EXERCISE BRIEF:
Search the material below for the word "tree". Copy every line that has it.

RECORDS PROVIDED:
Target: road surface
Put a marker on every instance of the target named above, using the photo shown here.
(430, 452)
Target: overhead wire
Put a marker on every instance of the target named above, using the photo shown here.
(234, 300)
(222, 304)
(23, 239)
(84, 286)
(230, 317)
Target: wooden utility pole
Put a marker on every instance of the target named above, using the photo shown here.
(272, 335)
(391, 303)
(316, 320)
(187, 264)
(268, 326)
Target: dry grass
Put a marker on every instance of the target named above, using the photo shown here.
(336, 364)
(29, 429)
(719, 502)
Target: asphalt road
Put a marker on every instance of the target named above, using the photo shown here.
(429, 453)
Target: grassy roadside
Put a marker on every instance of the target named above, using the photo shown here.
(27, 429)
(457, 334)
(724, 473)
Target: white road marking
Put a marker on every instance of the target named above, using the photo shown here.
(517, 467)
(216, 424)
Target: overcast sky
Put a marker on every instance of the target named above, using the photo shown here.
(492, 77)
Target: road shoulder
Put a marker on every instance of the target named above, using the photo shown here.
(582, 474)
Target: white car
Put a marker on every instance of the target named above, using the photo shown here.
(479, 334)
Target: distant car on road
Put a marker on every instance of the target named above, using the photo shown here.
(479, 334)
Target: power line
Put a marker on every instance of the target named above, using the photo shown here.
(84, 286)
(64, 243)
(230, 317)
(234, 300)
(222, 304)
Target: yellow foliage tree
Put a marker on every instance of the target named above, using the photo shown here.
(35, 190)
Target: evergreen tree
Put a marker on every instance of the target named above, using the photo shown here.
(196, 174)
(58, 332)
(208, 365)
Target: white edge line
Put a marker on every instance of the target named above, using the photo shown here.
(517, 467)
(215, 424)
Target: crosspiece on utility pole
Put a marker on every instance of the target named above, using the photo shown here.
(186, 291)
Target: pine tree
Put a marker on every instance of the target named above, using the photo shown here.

COMPLETED TASK:
Target: yellow foliage tree
Target: evergreen tree
Target: pine tree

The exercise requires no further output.